• WRITTEN TASK A: In the rows below, please recast the stretch from the line containing "Please segment every instance of the arched" through the line containing "M 278 333 L" as a numbered list, leaving out blank lines.

• SELECTED EXCERPT:
⟨
TENSE TORI LOVE SONGS

She's Queen of The Nerds... and they're welcome to her, you may reply. However there is, contrary to popular opinion, a method to TORI AMOS' madness, a cause in her kookiness, if you will. SYLVIA PATTERSON gets to gripe with the original flakester to find the true meaning of "ratatouille strychnine" (you'll be shocked!) and the attraction to vampirism (you'll be even more shocked!!) and finds the piano-worrying Amos remarkably... sane!

"C'mere... C'mere..." The tot-sized hand of celebrated 'sensitive' flakester Tori Amos flaps up and down beckoning the NME forth.

We're in a shiny, wooden performance room at MTV where the central vision is one ruddy huge grand piano, black, lid-a-tilt, handmade in five years by dedicated Austrian craftsmen, accept no imitations, etc.

"This..." she burrs in the slowest, lowest, huskiest ooze of American accentry you ever heard, "is my baby."

Blimey. It's a thing of exquisite beauty, alright, the diamond-gleamed strings, the superbly-polished copper interior... "Stick your head in..." insists the flame-haired titan of torment.

Er, right inside?

"Yeah," she grins, "it won't bite..."

Crikey, it's really... coppery in here...

"DURRUUUNNG! Dah dah dah DAH DARRRUUNG!!"

And thus she blows the head clean off the NME with some Beethoven-esque aria in Z-minor.
⟩
• WRITTEN TASK B: Write a continuation of the Tori Amos article above, picking up after its final sentence.

• PROVIDED ENTRIES:
⟨
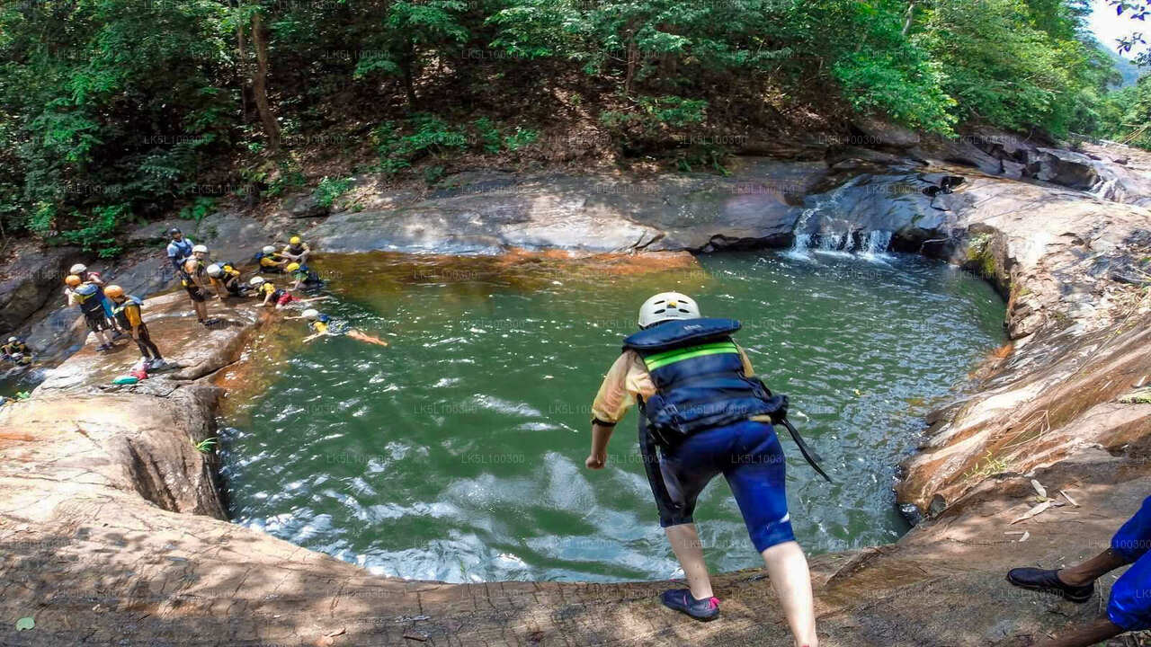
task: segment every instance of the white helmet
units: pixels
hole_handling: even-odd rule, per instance
[[[700,306],[695,299],[679,292],[660,292],[640,306],[640,328],[648,328],[672,319],[699,319]]]

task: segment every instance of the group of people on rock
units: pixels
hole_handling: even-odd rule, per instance
[[[254,297],[260,299],[260,305],[276,310],[327,298],[326,296],[304,298],[296,294],[314,294],[325,286],[320,276],[307,267],[312,250],[299,236],[292,236],[279,251],[274,245],[264,246],[256,254],[257,274],[245,282],[238,262],[211,259],[206,245],[196,244],[178,228],[169,229],[168,235],[168,262],[192,302],[197,321],[205,327],[220,322],[218,318],[208,315],[207,302],[211,298],[222,302],[228,297]],[[282,275],[284,280],[277,286],[261,274]],[[120,286],[105,284],[99,273],[90,272],[81,264],[71,267],[64,284],[68,305],[79,307],[87,329],[99,342],[97,351],[112,350],[115,340],[130,335],[140,351],[140,368],[155,371],[167,366],[144,324],[143,299],[127,294]],[[338,334],[367,343],[388,345],[387,341],[335,322],[315,309],[307,309],[300,317],[289,319],[307,321],[312,334],[305,337],[305,341]],[[14,361],[21,361],[18,358],[28,355],[26,347],[16,337],[9,338],[8,344],[0,348],[3,349],[5,358],[12,358]]]
[[[87,329],[100,342],[97,351],[112,350],[115,340],[130,335],[143,356],[144,368],[167,366],[144,325],[142,299],[124,292],[120,286],[106,286],[98,272],[90,272],[82,264],[71,266],[64,277],[64,296],[69,306],[79,307]]]

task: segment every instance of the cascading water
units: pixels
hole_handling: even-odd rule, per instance
[[[853,214],[845,208],[845,204],[852,201],[844,200],[844,197],[857,189],[861,181],[862,176],[853,178],[829,193],[814,198],[815,204],[803,210],[795,221],[795,241],[788,256],[810,258],[811,251],[822,251],[854,253],[874,259],[886,253],[891,246],[892,231],[861,231],[859,226],[853,224]],[[814,226],[813,218],[816,219]]]
[[[868,257],[883,256],[887,252],[887,248],[891,246],[891,231],[884,231],[883,229],[875,229],[868,231],[866,237],[860,238],[860,253]]]
[[[811,243],[816,241],[815,231],[808,231],[808,224],[811,222],[811,218],[814,216],[818,221],[826,216],[839,216],[843,212],[843,197],[848,190],[854,188],[859,181],[859,177],[853,178],[828,193],[815,196],[815,204],[803,210],[803,213],[801,213],[799,219],[795,221],[795,241],[792,243],[790,256],[807,258],[808,250],[813,249]],[[818,231],[818,227],[816,227],[816,231]],[[823,238],[825,238],[825,236]],[[825,244],[823,238],[820,239],[821,249],[822,245]]]

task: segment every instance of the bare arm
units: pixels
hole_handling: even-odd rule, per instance
[[[608,463],[608,441],[611,440],[613,431],[616,431],[615,425],[605,425],[599,420],[592,423],[592,452],[584,462],[588,470],[602,470]]]
[[[1126,631],[1107,618],[1099,618],[1091,624],[1075,629],[1067,635],[1036,642],[1035,647],[1088,647],[1088,645],[1103,642]]]

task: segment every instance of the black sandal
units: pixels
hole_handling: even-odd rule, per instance
[[[1059,579],[1058,570],[1012,569],[1007,572],[1007,581],[1029,591],[1061,595],[1065,600],[1082,604],[1095,594],[1095,583],[1087,586],[1072,586]]]

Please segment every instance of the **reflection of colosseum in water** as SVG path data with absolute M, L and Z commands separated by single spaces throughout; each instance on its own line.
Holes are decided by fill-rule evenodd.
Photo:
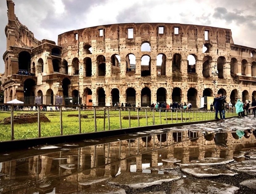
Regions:
M 233 105 L 238 97 L 256 98 L 256 49 L 234 44 L 230 30 L 110 24 L 65 32 L 57 46 L 35 39 L 16 17 L 12 0 L 6 1 L 5 102 L 34 103 L 39 97 L 54 104 L 60 96 L 63 103 L 79 99 L 87 105 L 181 101 L 195 107 L 200 97 L 218 92 Z

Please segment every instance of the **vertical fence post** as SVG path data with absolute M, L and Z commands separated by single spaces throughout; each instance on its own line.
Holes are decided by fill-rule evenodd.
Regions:
M 153 111 L 154 110 L 153 110 Z M 147 109 L 145 109 L 145 113 L 146 114 L 146 124 L 147 126 L 148 125 L 148 124 L 147 123 Z
M 110 120 L 109 119 L 109 108 L 108 107 L 108 124 L 109 125 L 109 130 L 110 130 Z
M 94 115 L 94 127 L 95 128 L 95 131 L 97 131 L 97 124 L 96 119 L 96 107 L 93 107 L 93 113 Z
M 78 119 L 79 121 L 79 133 L 81 133 L 81 107 L 80 105 L 78 106 Z
M 147 109 L 147 108 L 145 109 Z M 139 109 L 137 109 L 137 115 L 138 118 L 138 126 L 139 126 Z
M 41 126 L 40 121 L 40 106 L 38 106 L 38 133 L 40 130 L 41 134 Z M 63 134 L 63 126 L 62 125 L 62 106 L 59 106 L 60 110 L 60 125 L 61 134 Z
M 119 110 L 120 109 L 119 109 Z M 106 130 L 106 108 L 104 108 L 104 111 L 103 113 L 103 130 Z
M 14 108 L 14 105 L 11 105 L 11 140 L 14 139 L 14 124 L 13 123 Z
M 119 109 L 119 120 L 120 122 L 120 128 L 122 129 L 122 121 L 121 119 L 121 109 Z
M 138 109 L 138 110 L 139 110 L 139 109 Z M 130 108 L 128 108 L 128 114 L 129 114 L 128 116 L 129 116 L 129 128 L 131 128 L 131 114 L 130 114 Z

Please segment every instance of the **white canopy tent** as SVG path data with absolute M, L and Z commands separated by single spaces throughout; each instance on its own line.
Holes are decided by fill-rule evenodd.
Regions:
M 7 102 L 7 104 L 24 104 L 24 102 L 20 101 L 16 99 L 14 99 L 10 101 Z

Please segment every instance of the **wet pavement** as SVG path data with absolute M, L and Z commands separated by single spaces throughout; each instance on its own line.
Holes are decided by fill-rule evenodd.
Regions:
M 0 153 L 0 193 L 256 193 L 251 117 Z

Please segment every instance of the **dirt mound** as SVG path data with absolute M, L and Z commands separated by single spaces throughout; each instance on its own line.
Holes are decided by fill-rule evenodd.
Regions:
M 41 122 L 50 122 L 49 119 L 44 114 L 41 113 L 40 115 Z M 37 122 L 37 114 L 28 114 L 24 113 L 19 114 L 14 117 L 13 122 L 14 123 L 18 123 L 19 124 Z M 1 122 L 4 124 L 10 124 L 11 123 L 11 117 L 5 118 L 1 121 Z

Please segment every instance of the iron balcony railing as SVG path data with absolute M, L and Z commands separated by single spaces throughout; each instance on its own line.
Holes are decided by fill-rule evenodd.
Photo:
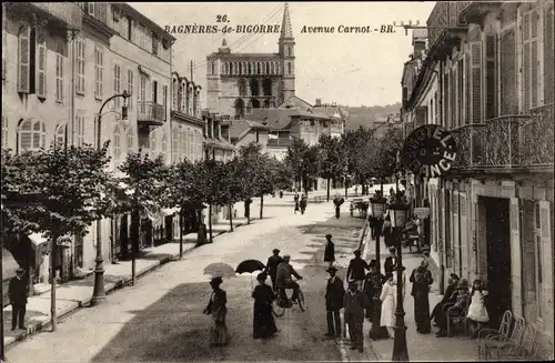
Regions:
M 525 115 L 503 115 L 452 130 L 454 167 L 465 169 L 553 167 L 553 105 Z
M 163 124 L 165 122 L 164 107 L 152 101 L 139 101 L 137 104 L 137 121 L 149 124 Z

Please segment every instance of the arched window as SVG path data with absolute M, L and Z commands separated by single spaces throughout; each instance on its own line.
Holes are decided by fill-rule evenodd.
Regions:
M 67 148 L 68 147 L 68 124 L 62 123 L 56 127 L 56 147 Z
M 20 120 L 18 128 L 18 152 L 37 151 L 47 147 L 47 127 L 37 120 Z
M 119 124 L 113 128 L 113 160 L 119 167 L 121 162 L 121 129 Z

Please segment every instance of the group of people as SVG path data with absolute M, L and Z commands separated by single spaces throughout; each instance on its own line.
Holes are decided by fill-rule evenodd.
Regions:
M 278 333 L 278 326 L 272 312 L 272 304 L 276 298 L 280 303 L 286 303 L 289 300 L 285 295 L 285 289 L 292 289 L 291 303 L 299 300 L 299 284 L 292 279 L 295 276 L 297 280 L 303 278 L 290 264 L 290 255 L 280 256 L 280 250 L 274 249 L 273 254 L 268 259 L 264 271 L 256 276 L 258 285 L 253 289 L 252 299 L 254 300 L 254 314 L 253 314 L 253 337 L 254 339 L 269 339 Z M 266 284 L 268 276 L 272 282 L 272 286 Z M 215 276 L 210 281 L 212 293 L 210 295 L 209 304 L 204 309 L 204 313 L 212 315 L 212 325 L 210 329 L 211 345 L 221 346 L 228 344 L 230 333 L 225 324 L 226 309 L 226 293 L 220 288 L 223 279 Z

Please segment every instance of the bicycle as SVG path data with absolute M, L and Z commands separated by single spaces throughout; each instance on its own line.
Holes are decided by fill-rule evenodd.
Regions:
M 283 290 L 283 294 L 280 293 L 281 292 L 280 290 Z M 289 298 L 286 293 L 287 290 L 293 290 L 293 289 L 280 288 L 280 290 L 278 291 L 278 294 L 272 303 L 272 312 L 278 317 L 282 316 L 285 313 L 285 309 L 293 307 L 293 302 L 291 301 L 291 298 Z M 296 303 L 299 305 L 299 309 L 301 309 L 301 311 L 304 311 L 304 294 L 301 289 L 299 289 L 299 299 Z

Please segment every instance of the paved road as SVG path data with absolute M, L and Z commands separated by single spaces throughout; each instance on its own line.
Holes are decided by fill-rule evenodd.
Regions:
M 346 216 L 346 210 L 335 220 L 331 203 L 312 204 L 304 215 L 278 205 L 266 211 L 271 218 L 163 265 L 135 286 L 109 295 L 104 304 L 77 312 L 54 333 L 19 343 L 8 351 L 9 362 L 341 361 L 337 343 L 323 336 L 324 235 L 334 235 L 336 256 L 344 265 L 357 246 L 362 220 Z M 276 337 L 253 340 L 251 278 L 226 279 L 222 288 L 228 291 L 233 336 L 229 346 L 210 349 L 210 320 L 202 314 L 210 288 L 203 268 L 219 261 L 233 266 L 245 259 L 265 262 L 273 248 L 291 254 L 304 276 L 307 310 L 295 306 L 279 317 Z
⟩
• EXPECTED ANSWER A:
1. Please segment every instance of the arched window as SVG path data with absolute M, L and Z commands separated by single spaces throughout; each instance on its own line.
2. Holes are decided by fill-rule evenodd.
3. Regions:
4. M 67 148 L 68 147 L 68 124 L 62 123 L 56 127 L 56 147 Z
5. M 20 120 L 18 128 L 18 152 L 37 151 L 47 147 L 47 127 L 37 120 Z
6. M 119 124 L 113 128 L 113 160 L 119 167 L 121 162 L 121 129 Z
7. Please segment every instance of the group of people as SVG path data with absolute M, L and Z commands separated by single spaces throughout; each instance on its own line.
8. Holes are decided by fill-rule evenodd.
9. Regions:
10. M 278 333 L 278 326 L 272 312 L 272 304 L 276 298 L 280 303 L 286 303 L 289 300 L 285 295 L 285 289 L 292 289 L 291 303 L 299 300 L 299 284 L 292 279 L 295 276 L 297 280 L 303 278 L 290 264 L 290 255 L 280 256 L 280 250 L 274 249 L 273 254 L 268 259 L 264 271 L 256 276 L 258 285 L 253 289 L 252 299 L 254 300 L 254 314 L 253 314 L 253 337 L 254 339 L 269 339 Z M 266 284 L 268 276 L 272 282 L 272 286 Z M 215 276 L 210 281 L 212 293 L 210 295 L 209 304 L 204 309 L 204 313 L 212 315 L 212 325 L 210 329 L 211 345 L 221 346 L 228 344 L 230 333 L 225 324 L 226 309 L 226 293 L 220 288 L 223 279 Z

• EXPECTED ANSWER B:
"Gets you right here, doesn't it?" booms Tori over the reverberating... well, entire world right now, clutching her stomach. More like being in a cartoon featuring a pair of cymbals and the head of a car called Tom, actually, but you know what she means. This is not 'old joanna', our knees remain in the down position and Mrs. Mills won't be requiring her curlers this evening, thank you. This, laydeez'n'gentlemen of the young folk, is a musician at work.

"Oh, little fiiish tank! Purrty little fish taaaank!"

Tori Amos is singing to the fish tank. She's now doing an interview about song-writing for VH-1, the MTV off-shoot and, what with her being a Nutter of Rock 'an all, she's just been asked to make up a song about the resident fish. She obliges for three seconds and then gives up, thinking this is a stupid idea, which it is. They wouldn't ask Michael Stipe to make up a song about a fish tank even though he's probably several dimensions more Nutter of Rock than Tori.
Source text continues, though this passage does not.